_TEXTE FOURNI_
»»
Pour un plus ample exposé des moyens et prétentions des parties, la cour se réfère expressément à leurs conclusions.

1 ) Ceux de M. [K] :

Aux termes de ses dernières conclusions remises au greffe le 4 mai 2022, il sollicite l'infirmation du jugement déféré, sauf en ce qu'il a condamné l'employeur à lui payer les sommes de 588,72 euros brut à titre de rappel d'indemnité compensatrice de congés payés pour la période 2017/2018, 1 500 euros à titre de dommages et intérêts pour non-respect des repos compensateurs et 700 euros pour ses frais irrépétibles, à lui remettre des documents de fin de contrat conformes, a débouté la SAS Combronde Logistique de sa demande au titre de ses frais irrépétibles et l'a condamnée aux entiers dépens.

Il demande ainsi à la cour de condamner la SAS Combronde Logistique au paiement des sommes suivantes :

-1 672,38 euros à titre de rappel de salaire pour heures supplémentaires, outre 167,24 euros au titre des congés payés afférents,

-588,72 euros à titre de rappel d'indemnités compensatrices de congés payés pour la période 2017/2018,

-1 500 euros à titre de dommages et intérêts pour non-respect des repos compensateurs,

-5 000 euros à titre de dommages et intérêts pour exécution de mauvaise foi du contrat de travail,

-12 435,12 euros à titre d'indemnité pour travail dissimulé,

-6 217,62 euros à titre de dommages et intérêts pour licenciement sans cause réelle et sérieuse,

-4 145,04 euros à titre d'indemnité compensatrice de préavis, outre 414,05 euros au titre des congés payés afférents,

-1 095,04 euros à titre d'indemnité de licenciement,

-2 000 euros au titre de la perte de chance de bénéficier de la portabilité des garanties santé et prévoyance.
««
_DONNÉES FOURNIES_
»»
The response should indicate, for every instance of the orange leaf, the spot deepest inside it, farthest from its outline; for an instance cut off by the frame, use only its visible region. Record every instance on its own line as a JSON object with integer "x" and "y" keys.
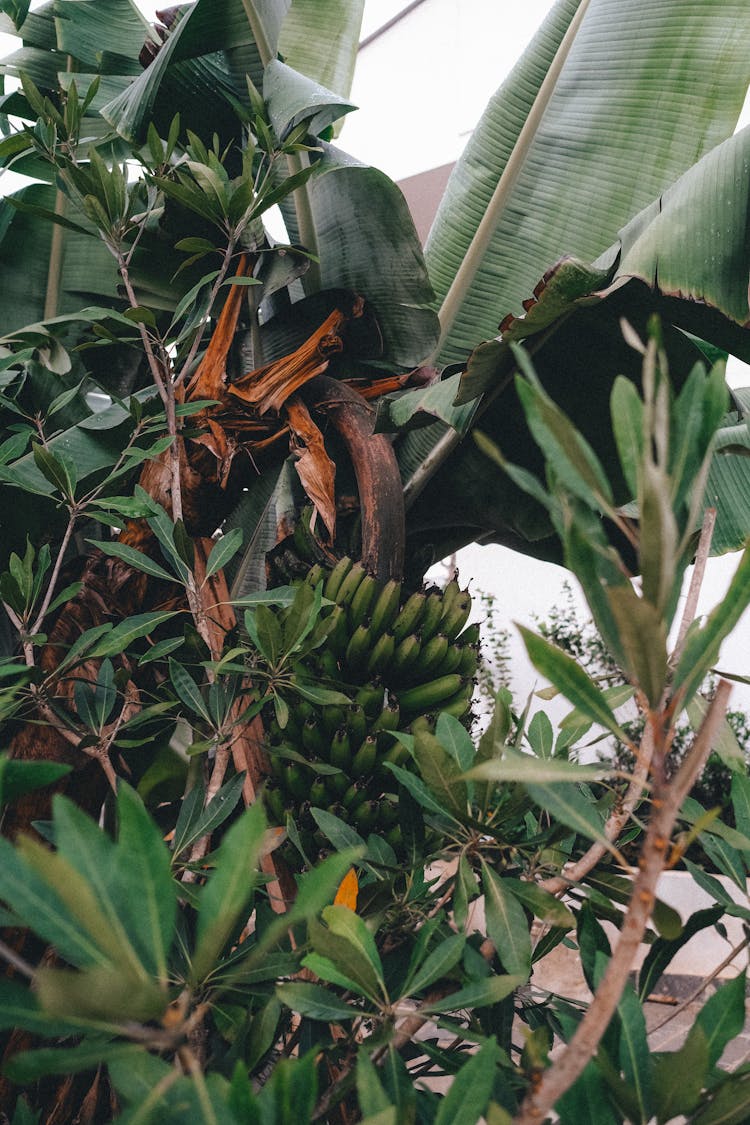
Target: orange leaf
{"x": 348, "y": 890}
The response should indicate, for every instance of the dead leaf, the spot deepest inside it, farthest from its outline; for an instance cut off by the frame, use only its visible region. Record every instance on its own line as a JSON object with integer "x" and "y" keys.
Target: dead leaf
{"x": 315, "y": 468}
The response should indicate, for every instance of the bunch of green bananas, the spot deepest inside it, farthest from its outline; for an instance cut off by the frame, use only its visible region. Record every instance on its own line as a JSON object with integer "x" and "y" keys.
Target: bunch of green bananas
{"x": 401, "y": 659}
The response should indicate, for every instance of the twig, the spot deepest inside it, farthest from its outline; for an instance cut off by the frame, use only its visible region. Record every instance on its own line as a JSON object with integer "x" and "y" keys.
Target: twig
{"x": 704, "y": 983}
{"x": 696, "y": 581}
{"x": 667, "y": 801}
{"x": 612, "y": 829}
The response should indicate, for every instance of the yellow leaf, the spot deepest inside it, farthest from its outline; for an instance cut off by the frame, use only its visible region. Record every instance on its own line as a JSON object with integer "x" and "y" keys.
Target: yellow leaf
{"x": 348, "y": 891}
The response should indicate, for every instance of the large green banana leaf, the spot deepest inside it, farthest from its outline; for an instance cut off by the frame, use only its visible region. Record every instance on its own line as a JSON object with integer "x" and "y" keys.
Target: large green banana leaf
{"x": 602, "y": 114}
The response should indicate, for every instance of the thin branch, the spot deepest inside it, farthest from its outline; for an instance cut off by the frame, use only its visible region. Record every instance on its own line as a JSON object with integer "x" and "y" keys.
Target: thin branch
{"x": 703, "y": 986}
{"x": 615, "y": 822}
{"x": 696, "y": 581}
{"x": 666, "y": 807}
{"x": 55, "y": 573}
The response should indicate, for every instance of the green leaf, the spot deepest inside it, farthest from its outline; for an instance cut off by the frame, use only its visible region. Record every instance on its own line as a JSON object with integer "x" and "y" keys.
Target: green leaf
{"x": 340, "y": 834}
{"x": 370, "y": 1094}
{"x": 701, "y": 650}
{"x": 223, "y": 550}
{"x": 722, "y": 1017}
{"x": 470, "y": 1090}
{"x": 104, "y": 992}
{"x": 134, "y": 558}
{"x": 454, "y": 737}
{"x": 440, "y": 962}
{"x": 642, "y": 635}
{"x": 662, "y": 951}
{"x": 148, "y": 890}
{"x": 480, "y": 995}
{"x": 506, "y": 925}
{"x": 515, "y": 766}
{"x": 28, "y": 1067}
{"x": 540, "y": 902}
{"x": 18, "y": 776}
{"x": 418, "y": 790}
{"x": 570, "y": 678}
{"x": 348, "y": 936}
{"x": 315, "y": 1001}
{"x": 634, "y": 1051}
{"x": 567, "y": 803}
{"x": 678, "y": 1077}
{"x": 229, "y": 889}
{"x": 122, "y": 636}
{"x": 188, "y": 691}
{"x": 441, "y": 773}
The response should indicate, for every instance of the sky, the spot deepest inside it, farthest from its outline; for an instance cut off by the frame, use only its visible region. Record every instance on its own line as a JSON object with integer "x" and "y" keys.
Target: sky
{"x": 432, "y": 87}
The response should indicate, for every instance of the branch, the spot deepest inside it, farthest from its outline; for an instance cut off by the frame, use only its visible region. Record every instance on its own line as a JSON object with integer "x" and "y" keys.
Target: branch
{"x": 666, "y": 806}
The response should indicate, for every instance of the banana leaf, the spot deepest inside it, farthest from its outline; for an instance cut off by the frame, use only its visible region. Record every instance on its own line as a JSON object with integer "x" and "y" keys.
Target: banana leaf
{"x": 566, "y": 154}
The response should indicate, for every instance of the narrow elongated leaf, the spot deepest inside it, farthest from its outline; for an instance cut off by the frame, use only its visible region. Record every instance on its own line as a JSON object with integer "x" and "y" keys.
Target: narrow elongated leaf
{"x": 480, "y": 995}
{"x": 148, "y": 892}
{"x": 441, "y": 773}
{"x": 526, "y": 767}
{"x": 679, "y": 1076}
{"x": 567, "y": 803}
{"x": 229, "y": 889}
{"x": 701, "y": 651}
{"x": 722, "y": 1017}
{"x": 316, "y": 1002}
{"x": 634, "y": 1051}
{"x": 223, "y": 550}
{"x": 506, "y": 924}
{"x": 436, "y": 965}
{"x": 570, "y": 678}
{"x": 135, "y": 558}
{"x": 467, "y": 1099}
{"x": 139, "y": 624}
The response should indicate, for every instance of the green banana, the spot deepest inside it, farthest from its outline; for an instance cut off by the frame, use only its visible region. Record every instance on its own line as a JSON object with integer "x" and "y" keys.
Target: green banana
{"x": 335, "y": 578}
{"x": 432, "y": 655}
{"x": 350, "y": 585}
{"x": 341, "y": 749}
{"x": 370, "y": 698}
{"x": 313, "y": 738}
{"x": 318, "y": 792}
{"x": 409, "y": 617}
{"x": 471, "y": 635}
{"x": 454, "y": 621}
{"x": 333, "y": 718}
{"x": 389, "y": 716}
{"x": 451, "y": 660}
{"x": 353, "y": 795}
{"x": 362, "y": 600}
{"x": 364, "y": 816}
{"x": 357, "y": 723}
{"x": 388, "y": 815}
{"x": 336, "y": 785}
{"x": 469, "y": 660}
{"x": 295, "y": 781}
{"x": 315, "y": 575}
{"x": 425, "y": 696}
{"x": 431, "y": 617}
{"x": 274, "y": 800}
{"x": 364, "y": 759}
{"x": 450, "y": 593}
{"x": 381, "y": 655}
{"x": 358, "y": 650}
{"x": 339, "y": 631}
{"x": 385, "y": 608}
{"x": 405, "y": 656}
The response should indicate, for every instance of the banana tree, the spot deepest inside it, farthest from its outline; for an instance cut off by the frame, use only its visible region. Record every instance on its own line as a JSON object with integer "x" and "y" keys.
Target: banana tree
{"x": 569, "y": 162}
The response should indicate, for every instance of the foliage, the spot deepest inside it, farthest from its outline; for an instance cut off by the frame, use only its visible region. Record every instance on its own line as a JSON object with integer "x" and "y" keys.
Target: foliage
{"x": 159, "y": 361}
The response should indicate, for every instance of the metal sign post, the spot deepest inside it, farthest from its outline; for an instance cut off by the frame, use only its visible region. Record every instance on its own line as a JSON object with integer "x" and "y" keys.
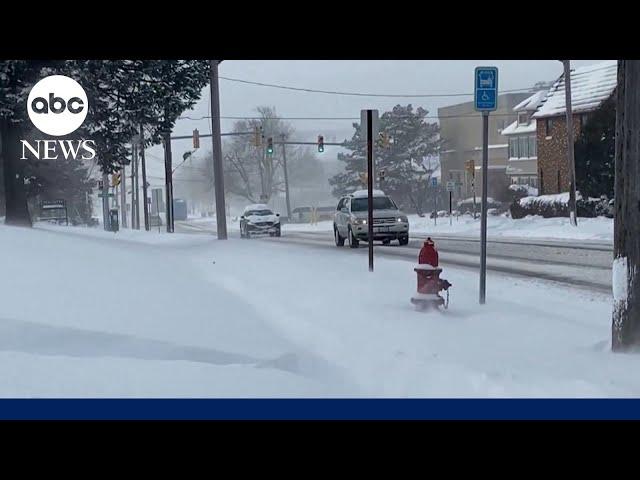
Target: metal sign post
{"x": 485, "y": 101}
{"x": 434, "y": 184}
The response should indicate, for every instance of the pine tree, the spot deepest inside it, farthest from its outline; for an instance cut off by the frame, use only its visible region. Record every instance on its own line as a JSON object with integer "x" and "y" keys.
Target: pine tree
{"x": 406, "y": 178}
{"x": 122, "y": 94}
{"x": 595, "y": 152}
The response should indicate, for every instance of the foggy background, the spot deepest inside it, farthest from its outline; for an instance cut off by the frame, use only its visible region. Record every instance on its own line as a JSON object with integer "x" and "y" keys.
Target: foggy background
««
_CONSIGNE_
D'après le texte fourni, répondez aux questions suivantes :
(a) À quelle date M. [K] a-t-il remis ses dernières conclusions au greffe ?
(b) Quelle somme réclame-t-il à titre d'indemnité pour travail dissimulé ?
(c) Quel montant demande-t-il au titre de la perte de chance de bénéficier de la portabilité des garanties santé et prévoyance ?

_RÉSULTAT_
(a) Le 4 mai 2022.
(b) 12 435,12 euros.
(c) 2 000 euros.